▶ **EXERCISE**
Count the lines in the rows below that contain the string "apiece", with case counting, and reply with only that number.

# DATA start

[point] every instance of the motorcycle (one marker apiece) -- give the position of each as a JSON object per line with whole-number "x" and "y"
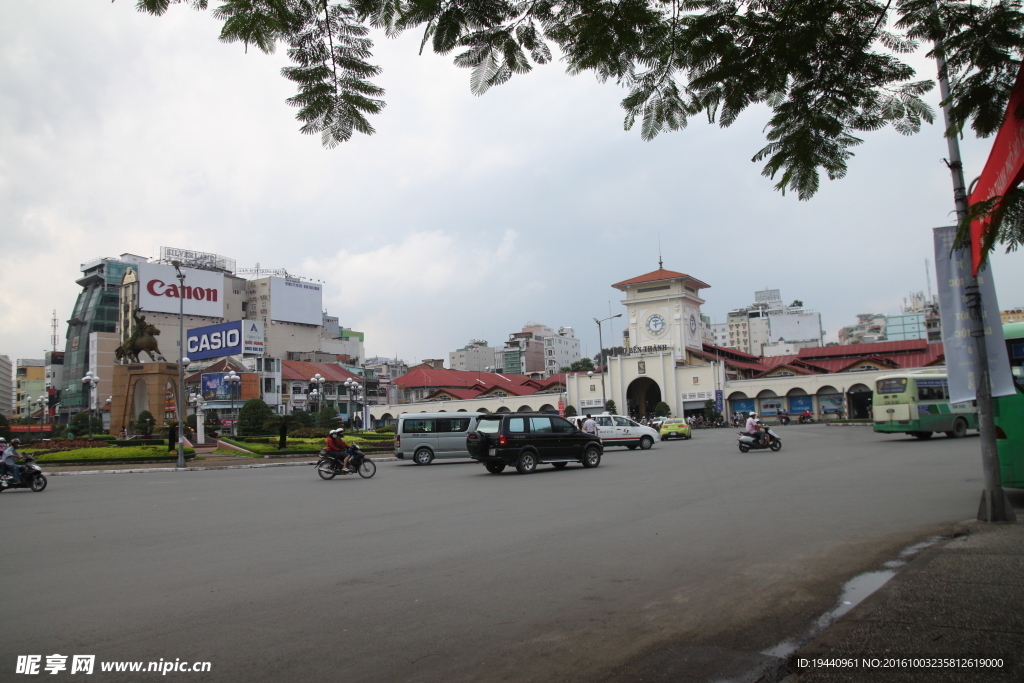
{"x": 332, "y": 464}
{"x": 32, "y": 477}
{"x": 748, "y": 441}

# DATA end
# DATA start

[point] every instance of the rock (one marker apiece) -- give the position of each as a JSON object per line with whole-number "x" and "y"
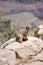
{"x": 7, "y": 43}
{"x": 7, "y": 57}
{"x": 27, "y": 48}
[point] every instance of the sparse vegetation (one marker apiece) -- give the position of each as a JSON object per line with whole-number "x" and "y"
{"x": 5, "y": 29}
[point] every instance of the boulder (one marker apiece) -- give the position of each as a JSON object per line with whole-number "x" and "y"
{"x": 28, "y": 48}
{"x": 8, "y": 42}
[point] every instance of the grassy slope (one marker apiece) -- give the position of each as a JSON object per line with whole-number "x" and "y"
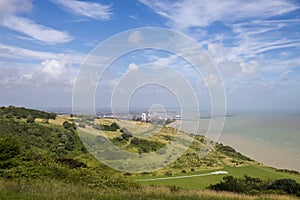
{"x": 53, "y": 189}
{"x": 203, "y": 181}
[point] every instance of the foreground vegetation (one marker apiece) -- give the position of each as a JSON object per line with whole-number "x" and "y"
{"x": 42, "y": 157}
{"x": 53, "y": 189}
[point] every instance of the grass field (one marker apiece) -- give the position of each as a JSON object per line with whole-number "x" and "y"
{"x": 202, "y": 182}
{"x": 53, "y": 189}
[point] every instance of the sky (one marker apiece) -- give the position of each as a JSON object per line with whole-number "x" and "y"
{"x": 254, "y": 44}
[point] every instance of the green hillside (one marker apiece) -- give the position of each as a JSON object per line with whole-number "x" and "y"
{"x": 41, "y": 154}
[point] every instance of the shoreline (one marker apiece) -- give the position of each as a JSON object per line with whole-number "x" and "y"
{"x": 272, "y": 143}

# DATA end

▶ **WRITTEN RESPONSE**
10